**Tareas por hacer**:
1 > Indica si cada afirmación coincide con el texto sobre el extrañamiento. Responde sí o no y cita literalmente las palabras del texto que lo deciden: (a) La tierra necesita de nosotros. (b) Del confinamiento aprendimos que no necesitábamos viajar por el mundo. (c) Nos encaminamos rápidamente a la destrucción.
2 > Imprime sin cambios el tramo del texto sobre el extrañamiento que va desde "Tal vez lo que" hasta "de pequeñas ventanas?".

**Fragmento del texto**:
Extrañamiento

¿Qué es la vida sino este constante fluctuar entre realismo e irrealidad, entre la contundencia de levantarse cada mañana con la vejiga llena y nuestra imposibilidad de aceptar que un virus que no podemos ver haya puesto en jaque a la misma ciencia que crea brazos robóticos y transplanta corazones de simio en humanos?

¿Qué es más verídico, lo que nos golpea en la cara o aquello que persiste en nuestra memoria? Como la casa de la abuela, a la que uno cree poder ir cualquier tarde a tomar café y conversar, aunque esté ocupada por otros o ya no exista.

¿No seguimos amando a nuestros familiares que ya no están, como a cada uno de nuestros amores, no importa que se hayan ido o el daño que nos hayan hecho? ¿No permanecen en nuestra memoria y en nuestros sueños, donde aparecen y aparecemos amándolos, tan jóvenes, tan inocentes como solíamos serlo?

Así como el que muere se queda con nosotros, todos aquellos a quienes amamos seguirán siendo amados por una parte de nosotros, porque en ese amado nos amamos, en ese amado fuimos doblemente amados (por él y por nosotros).

En cambio la materialidad de la existencia que se pasea entre nosotros, las miles de víctimas por todo tipo de causas, son aun una especie de fantasía a la que asistimos a través de aparatos que también nos proveen de ficción. Aunque los asesinatos, la guerra y el recién aparecido bicho nos respiren en la nuca, sigue siendo más urgente pagar la cuenta de Netflix o la marca del celular que obtendremos en la próxima quincena: siempre es más interesante ocuparse de nimiedades que pensar en lo importante, especialmente si ellas nos permiten escapar de realidades horrendas. 

Sobrevivimos así, evadiendo, permaneciendo en los delirios de nuestra mente en la que somos las criaturas más especiales del universo, aunque no seamos más que una mota de polvo entre miles de millones... Y es esta desconexión la culpable de que no pensemos en cambiar nada, de que nos quedemos con las múltiples opciones de escape que nos proporciona un mundo en el que todo se puede comprar.

Tal vez lo que no aprendimos del confinamiento es que no necesitábamos viajar por el mundo, sino ahondar en nuestro interior -algo que fuimos incapaces de hacer- aunque, ¿no es cierto que adonde vayamos llevamos nuestros recuerdos y afectos y ellos hacen que seamos como ese Nautilus que navega todos los océanos del planeta sin que las criaturas del mar puedan penetrarlo y a las cuales se observa solo a través de pequeñas ventanas?

No hemos entendido que tenemos un deber como habitantes de este planeta y es solo el de ver la verdad. Es por eso que nos encaminamos tan rápidamente a la destrucción.

Esperemos que la tierra, que no necesita de nosotros y estará mejor cuando nos extingamos, en su sabiduría y magnificencia sepa perdonar nuestro estupidizado e inocuo paso por la existencia.

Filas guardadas
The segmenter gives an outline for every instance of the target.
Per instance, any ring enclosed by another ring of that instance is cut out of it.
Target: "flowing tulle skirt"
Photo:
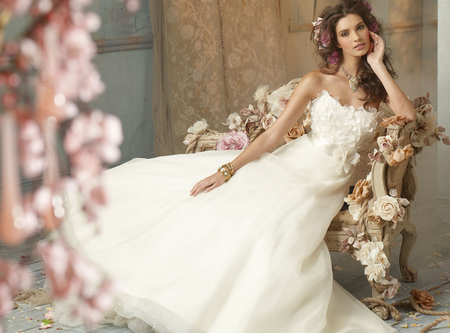
[[[136,332],[396,332],[333,281],[323,239],[350,176],[303,136],[189,195],[239,153],[138,158],[104,172],[98,237],[68,199],[65,237],[122,284],[114,312]]]

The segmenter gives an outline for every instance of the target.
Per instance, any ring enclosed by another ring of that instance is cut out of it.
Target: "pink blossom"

**Resultados del ejercicio**:
1 >
(a) No: "que no necesita de nosotros y estará mejor cuando nos extingamos".
(b) No: "Tal vez lo que no aprendimos del confinamiento es que no necesitábamos viajar por el mundo".
(c) Sí: "Es por eso que nos encaminamos tan rápidamente a la destrucción."

2 >
Tal vez lo que no aprendimos del confinamiento es que no necesitábamos viajar por el mundo, sino ahondar en nuestro interior -algo que fuimos incapaces de hacer- aunque, ¿no es cierto que adonde vayamos llevamos nuestros recuerdos y afectos y ellos hacen que seamos como ese Nautilus que navega todos los océanos del planeta sin que las criaturas del mar puedan penetrarlo y a las cuales se observa solo a través de pequeñas ventanas?